Rewrite everything from the start of the material down to the line containing "54], [69, 55]]]", both ends included. Keep every line as it is, but add 19 to each vertex coordinate in the answer outlines.

□ □ □ □ □ □ □

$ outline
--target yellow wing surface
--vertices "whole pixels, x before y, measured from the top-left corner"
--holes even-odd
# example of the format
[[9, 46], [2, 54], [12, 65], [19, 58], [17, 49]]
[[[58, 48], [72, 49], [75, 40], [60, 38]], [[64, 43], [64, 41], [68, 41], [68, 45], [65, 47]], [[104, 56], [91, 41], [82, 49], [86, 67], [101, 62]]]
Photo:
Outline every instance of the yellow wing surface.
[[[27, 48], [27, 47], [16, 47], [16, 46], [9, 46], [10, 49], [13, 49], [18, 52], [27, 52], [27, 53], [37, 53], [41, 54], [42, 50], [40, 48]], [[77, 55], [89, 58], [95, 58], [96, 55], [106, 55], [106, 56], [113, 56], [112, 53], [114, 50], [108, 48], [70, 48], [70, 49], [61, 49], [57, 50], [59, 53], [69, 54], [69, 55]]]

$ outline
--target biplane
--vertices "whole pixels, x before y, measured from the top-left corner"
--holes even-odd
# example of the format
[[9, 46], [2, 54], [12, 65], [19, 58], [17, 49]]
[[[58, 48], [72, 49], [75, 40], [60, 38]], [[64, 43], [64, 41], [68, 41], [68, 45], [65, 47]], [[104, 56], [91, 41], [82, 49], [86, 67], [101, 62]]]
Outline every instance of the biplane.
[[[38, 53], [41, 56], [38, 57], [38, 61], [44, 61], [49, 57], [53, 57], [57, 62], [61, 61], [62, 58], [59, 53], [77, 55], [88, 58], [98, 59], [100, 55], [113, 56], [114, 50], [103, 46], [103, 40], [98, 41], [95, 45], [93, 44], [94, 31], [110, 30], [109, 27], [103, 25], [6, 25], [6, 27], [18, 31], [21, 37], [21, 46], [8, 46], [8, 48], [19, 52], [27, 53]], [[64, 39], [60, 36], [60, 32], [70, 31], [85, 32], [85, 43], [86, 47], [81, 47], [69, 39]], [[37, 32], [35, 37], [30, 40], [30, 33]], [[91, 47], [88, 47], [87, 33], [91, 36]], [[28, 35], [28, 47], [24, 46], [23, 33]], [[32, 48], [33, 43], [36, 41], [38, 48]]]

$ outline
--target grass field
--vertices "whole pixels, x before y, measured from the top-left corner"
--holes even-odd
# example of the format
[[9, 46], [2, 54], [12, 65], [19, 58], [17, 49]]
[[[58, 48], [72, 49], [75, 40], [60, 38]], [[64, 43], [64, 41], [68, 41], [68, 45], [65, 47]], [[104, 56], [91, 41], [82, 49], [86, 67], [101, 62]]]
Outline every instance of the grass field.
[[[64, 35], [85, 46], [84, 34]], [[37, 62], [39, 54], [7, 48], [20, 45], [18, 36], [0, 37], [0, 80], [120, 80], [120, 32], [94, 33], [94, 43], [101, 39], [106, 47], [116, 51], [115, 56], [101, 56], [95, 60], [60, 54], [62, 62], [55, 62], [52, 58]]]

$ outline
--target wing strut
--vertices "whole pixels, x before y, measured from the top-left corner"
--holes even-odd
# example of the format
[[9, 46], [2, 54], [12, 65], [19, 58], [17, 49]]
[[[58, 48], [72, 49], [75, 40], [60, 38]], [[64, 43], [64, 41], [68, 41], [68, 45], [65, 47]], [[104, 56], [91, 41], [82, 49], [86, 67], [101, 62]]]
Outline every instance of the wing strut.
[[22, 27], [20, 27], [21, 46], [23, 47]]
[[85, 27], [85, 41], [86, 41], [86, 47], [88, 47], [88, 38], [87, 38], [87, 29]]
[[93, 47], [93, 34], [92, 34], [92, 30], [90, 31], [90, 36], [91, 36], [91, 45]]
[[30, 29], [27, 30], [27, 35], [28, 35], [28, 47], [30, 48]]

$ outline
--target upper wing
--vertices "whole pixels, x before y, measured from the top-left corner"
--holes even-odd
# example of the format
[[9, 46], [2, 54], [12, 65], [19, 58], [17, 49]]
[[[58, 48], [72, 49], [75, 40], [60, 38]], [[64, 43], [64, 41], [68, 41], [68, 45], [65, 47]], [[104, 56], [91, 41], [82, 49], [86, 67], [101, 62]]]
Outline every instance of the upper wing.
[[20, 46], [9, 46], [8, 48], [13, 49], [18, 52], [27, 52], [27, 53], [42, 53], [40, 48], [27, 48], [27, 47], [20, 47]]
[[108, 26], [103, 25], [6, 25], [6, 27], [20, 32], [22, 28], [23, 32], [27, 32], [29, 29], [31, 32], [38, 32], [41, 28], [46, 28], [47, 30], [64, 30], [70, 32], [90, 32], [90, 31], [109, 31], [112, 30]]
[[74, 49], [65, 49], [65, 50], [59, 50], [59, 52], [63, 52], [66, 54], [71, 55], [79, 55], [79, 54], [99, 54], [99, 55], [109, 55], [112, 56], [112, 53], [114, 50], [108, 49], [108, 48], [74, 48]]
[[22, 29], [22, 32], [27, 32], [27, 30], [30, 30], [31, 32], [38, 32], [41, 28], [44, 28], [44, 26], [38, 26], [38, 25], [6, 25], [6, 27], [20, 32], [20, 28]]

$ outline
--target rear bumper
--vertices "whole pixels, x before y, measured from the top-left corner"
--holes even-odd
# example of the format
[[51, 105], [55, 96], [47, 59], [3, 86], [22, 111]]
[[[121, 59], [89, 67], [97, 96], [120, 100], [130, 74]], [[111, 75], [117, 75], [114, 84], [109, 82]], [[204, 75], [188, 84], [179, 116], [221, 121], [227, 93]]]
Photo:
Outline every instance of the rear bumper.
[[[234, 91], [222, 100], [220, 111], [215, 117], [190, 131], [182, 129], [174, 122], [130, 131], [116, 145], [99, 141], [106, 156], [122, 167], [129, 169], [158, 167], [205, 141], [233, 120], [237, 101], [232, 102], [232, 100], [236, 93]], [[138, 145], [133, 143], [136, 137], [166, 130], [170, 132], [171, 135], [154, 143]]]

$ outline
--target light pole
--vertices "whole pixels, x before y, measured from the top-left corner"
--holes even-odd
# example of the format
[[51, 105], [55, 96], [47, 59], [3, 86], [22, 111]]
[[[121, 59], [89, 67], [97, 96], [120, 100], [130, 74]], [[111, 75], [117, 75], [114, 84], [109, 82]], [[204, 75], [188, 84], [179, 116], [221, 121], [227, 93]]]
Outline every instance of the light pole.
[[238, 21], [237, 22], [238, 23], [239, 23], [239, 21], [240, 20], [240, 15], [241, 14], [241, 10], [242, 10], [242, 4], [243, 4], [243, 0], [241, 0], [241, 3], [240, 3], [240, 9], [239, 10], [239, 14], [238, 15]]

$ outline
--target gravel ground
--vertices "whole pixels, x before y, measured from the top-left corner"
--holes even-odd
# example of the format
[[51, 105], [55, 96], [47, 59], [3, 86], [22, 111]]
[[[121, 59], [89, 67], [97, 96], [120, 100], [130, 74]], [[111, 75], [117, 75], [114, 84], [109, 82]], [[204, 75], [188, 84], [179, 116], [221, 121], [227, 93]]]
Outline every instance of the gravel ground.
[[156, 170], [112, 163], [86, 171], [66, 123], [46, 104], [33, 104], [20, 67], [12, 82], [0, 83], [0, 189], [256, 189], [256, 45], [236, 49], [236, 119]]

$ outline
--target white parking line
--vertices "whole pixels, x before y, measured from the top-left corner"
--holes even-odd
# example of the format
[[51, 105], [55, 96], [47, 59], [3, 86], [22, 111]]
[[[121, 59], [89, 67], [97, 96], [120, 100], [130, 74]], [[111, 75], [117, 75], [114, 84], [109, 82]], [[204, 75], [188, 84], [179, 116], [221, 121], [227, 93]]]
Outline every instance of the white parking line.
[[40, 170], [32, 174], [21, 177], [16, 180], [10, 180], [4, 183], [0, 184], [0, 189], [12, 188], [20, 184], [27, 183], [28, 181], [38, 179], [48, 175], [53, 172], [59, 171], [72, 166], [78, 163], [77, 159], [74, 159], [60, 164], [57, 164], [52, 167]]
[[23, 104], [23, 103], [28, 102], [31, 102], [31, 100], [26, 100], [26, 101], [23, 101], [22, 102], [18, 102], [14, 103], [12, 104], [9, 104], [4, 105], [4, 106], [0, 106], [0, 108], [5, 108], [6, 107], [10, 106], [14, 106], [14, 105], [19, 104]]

□ □ □ □ □ □ □

→ **SOLUTION TO THE PROBLEM**:
$ outline
--target yellow wing surface
--vertices "whole pixels, x before y, measured from the top-left corner"
--holes even-odd
# example of the format
[[9, 46], [2, 54], [12, 65], [19, 58], [17, 49]]
[[[58, 48], [72, 49], [75, 40], [60, 38]], [[64, 43], [64, 41], [68, 41], [68, 45], [65, 47]], [[104, 56], [91, 41], [82, 49], [86, 67], [101, 62]]]
Photo:
Outline every instance of the yellow wing surface.
[[[46, 67], [46, 66], [35, 66], [35, 65], [28, 65], [29, 68], [32, 68], [37, 71], [46, 71], [46, 72], [56, 72], [60, 73], [61, 69], [59, 67]], [[96, 74], [108, 77], [114, 77], [115, 74], [125, 74], [125, 75], [132, 75], [131, 72], [133, 69], [127, 67], [89, 67], [89, 68], [80, 68], [76, 69], [78, 72], [88, 73], [88, 74]]]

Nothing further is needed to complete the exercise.